• **EXERCISE TASK**
Every line from the one containing "Consider the photo below. For every instance of the blouse" to the final line of the material below must be reproduced exactly; leave out all other lines.

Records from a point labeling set
········

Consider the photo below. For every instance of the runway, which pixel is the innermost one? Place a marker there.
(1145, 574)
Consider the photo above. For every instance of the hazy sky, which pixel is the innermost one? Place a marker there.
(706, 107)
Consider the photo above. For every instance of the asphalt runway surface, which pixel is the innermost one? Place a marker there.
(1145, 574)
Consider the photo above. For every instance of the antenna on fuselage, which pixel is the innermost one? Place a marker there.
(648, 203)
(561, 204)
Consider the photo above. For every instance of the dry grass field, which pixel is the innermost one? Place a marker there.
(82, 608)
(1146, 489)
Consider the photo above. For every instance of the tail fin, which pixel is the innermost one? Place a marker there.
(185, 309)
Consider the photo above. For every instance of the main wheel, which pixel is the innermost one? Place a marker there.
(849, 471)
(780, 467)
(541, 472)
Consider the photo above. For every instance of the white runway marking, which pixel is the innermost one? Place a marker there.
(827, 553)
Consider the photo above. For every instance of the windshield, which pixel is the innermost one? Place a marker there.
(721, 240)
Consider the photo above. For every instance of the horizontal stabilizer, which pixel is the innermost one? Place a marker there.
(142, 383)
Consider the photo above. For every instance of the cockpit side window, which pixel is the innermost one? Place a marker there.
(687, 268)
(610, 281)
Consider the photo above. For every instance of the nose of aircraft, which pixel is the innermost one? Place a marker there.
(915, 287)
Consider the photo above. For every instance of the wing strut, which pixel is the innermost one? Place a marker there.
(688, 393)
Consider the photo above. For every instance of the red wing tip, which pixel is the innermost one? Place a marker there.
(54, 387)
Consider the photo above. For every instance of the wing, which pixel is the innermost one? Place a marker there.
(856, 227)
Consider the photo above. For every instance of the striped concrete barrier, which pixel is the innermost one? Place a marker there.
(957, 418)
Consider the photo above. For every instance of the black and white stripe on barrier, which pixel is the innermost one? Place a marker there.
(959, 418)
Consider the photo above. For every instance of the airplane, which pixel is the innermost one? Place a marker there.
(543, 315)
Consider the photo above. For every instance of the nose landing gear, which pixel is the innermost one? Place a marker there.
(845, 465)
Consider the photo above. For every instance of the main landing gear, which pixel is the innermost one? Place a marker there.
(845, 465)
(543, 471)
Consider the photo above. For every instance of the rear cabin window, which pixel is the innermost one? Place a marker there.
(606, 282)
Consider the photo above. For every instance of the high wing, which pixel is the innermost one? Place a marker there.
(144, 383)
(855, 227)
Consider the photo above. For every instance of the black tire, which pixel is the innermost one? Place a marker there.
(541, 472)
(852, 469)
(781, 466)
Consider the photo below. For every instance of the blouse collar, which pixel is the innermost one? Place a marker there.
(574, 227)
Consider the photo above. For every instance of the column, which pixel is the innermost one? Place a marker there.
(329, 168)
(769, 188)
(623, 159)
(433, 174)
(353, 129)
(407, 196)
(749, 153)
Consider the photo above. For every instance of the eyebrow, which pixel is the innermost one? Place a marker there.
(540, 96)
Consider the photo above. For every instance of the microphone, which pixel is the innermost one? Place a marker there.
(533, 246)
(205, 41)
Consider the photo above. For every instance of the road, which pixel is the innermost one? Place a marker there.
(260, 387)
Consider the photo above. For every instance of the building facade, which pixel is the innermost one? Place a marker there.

········

• **COMPLETE ANSWER**
Consider the photo below. For every instance of the blouse collar, which pixel is the innermost one? Place a marker there.
(574, 227)
Consider the photo above. For every instance of the column, which pixel is the innermost one? Place a marker there.
(329, 168)
(769, 188)
(623, 159)
(433, 174)
(353, 129)
(407, 196)
(749, 153)
Consider the photo above. For every instance of the eyebrow, which pixel is the innermost one? Place a marker there.
(540, 96)
Consider the photo above. For every instance of the microphone, which pixel is the innermost one? Place a marker there.
(533, 246)
(205, 41)
Consider the photo above. For every instance of the road, which pixel is the innermost one? Place a marker there.
(260, 387)
Consider the photo above. For every instance of the building facade, which pixel is the innermost one? Place a marker there.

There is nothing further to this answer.